— Start Dataset entries —

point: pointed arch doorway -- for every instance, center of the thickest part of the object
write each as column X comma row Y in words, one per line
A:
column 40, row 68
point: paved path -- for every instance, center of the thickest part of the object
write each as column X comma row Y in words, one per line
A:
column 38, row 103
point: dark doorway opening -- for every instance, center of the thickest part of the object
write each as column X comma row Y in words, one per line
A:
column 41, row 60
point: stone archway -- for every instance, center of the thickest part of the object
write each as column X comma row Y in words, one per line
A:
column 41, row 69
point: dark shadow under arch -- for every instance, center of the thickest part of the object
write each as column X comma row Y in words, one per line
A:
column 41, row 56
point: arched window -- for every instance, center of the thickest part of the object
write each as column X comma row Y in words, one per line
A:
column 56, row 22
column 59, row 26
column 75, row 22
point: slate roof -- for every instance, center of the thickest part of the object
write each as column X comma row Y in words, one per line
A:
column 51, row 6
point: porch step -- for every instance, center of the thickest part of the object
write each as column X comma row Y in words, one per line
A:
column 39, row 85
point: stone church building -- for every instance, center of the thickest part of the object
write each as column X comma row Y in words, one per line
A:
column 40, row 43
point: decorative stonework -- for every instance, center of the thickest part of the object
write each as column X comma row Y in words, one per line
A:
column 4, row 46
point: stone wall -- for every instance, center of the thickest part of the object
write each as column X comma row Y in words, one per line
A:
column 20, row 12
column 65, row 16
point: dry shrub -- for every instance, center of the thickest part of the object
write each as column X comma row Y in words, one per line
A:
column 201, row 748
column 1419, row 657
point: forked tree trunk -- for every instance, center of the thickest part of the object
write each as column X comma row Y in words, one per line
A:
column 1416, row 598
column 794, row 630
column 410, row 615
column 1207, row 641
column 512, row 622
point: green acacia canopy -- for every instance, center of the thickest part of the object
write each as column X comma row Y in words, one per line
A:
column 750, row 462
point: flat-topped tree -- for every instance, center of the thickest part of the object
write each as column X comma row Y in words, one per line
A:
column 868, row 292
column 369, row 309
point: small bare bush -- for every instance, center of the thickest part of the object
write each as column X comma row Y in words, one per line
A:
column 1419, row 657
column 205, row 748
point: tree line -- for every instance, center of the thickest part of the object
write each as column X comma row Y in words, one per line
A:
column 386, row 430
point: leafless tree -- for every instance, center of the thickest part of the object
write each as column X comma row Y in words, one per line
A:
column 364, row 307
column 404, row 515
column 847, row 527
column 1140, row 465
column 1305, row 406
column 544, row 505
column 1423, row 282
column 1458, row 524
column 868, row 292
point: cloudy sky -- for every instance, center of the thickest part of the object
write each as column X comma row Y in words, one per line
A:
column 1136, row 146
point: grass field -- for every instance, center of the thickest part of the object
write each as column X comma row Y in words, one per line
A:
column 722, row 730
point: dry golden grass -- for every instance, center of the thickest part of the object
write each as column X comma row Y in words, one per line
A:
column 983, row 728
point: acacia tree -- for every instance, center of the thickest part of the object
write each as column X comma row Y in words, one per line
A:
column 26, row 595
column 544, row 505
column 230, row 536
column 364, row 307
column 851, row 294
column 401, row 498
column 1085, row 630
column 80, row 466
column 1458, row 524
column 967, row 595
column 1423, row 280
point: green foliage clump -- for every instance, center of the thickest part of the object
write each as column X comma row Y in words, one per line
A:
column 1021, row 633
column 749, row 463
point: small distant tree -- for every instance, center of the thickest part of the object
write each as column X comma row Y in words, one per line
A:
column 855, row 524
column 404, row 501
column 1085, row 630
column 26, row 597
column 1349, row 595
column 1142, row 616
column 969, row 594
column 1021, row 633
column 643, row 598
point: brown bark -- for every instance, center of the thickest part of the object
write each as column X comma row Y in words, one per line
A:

— End Dataset entries —

What you are asked to do
Copy out every entry above word for word, keeping each line in its original order.

Solution to the exercise
point: pointed arch doorway -- for every instance, center of the thickest part of the object
write each as column X comma row Y in words, one per line
A:
column 40, row 68
point: paved path -- for every instance, center of the thickest part of the object
write each as column X comma row Y in words, one per line
A:
column 38, row 103
point: dark doorway opening -- for every instance, center of the thickest part of the object
write each as column X comma row Y in words, one per line
A:
column 41, row 60
point: stone archway -- for every instance, center of the thickest part of the object
write each as column X comma row Y in words, one per line
A:
column 41, row 69
point: dark shadow under arch -- for every instance, center of the thickest part of the object
write each as column X comma row Y in words, one per line
A:
column 41, row 56
point: arched window -- for every instance, center of the thickest part of the object
write each as column X comma row Y in words, one per line
A:
column 56, row 22
column 59, row 26
column 75, row 22
point: slate roof -- for every instance, center of the thickest part of the object
write each as column X comma row Y in words, one per line
A:
column 51, row 6
point: porch step -- for every instance, center of the thickest part of the object
write each as column X comma row Y in words, one per line
A:
column 39, row 85
point: stone church building -- for every instance, center of the thickest part of the object
write each as column X comma row Y in words, one per line
A:
column 40, row 43
point: decorative stonework -- for every instance, center of the thickest part of the object
write each as column X comma row Y in words, one per line
A:
column 4, row 46
point: stone wall -- for every instance, center of the thickest part of the object
write each as column X comma row Y in words, one per line
A:
column 20, row 12
column 65, row 16
point: dry shrub -- for every instance, center of the thickest part of the object
write each as column X comma row Y in words, one per line
A:
column 201, row 748
column 1419, row 657
point: forked tree trunk -- for every instance, center of the thickest part of the object
write each as column X comma row Y in words, one per line
A:
column 1416, row 598
column 794, row 630
column 410, row 615
column 1207, row 641
column 512, row 622
point: green acacia canopy -- for every instance, center of the thickest part of the object
write each as column X comma row Y in words, one per line
A:
column 750, row 462
point: flat-topped tree -- for every instance, center of the thickest part of the object
write each as column X comma row Y in words, one per line
A:
column 868, row 292
column 369, row 309
point: small bare bush -- for every instance, center of the thickest part of the object
write each as column X comma row Y in words, one per line
A:
column 1419, row 657
column 205, row 748
point: tree line -- for every instance, center of the thickest part of the object
write each as column X comma row Y in words, one per line
A:
column 386, row 430
point: leafless tree -- for every instance, center of the thickest part of the object
write each as column X comma row Y in words, one per line
A:
column 364, row 307
column 404, row 515
column 847, row 527
column 1140, row 465
column 1305, row 406
column 544, row 505
column 1423, row 282
column 1458, row 524
column 868, row 292
point: cloudy sky -- for every instance, center of the thickest part of the object
write each as column X comma row Y in words, one per line
A:
column 1136, row 146
point: grass field -- for every instance, center of the thickest part of the object
write each as column X comma row Y in words, one per line
A:
column 722, row 730
point: dry golden grass -- for every instance, center of the thickest part of the object
write each as column X comma row Y in words, one per line
A:
column 983, row 728
point: acacia tree -- for every instance, center of the thickest part of the object
write each as column X comma row Y in words, one per line
A:
column 26, row 595
column 544, row 505
column 230, row 536
column 364, row 307
column 851, row 294
column 401, row 498
column 1085, row 630
column 80, row 466
column 1458, row 524
column 967, row 595
column 1423, row 280
point: green foliage clump -- for every instance, center of the thickest part of the object
write each as column X comma row Y in words, one per line
A:
column 1021, row 633
column 749, row 463
point: small distant tree -- for every instance, center of the thickest part of the object
write each as column X comma row Y in words, one per line
A:
column 855, row 524
column 404, row 501
column 1085, row 630
column 26, row 597
column 1349, row 595
column 1142, row 616
column 969, row 594
column 1021, row 633
column 643, row 598
point: brown bark -- for every instance, center of the thickest part of the object
write each as column X comma row Y in words, one per line
A:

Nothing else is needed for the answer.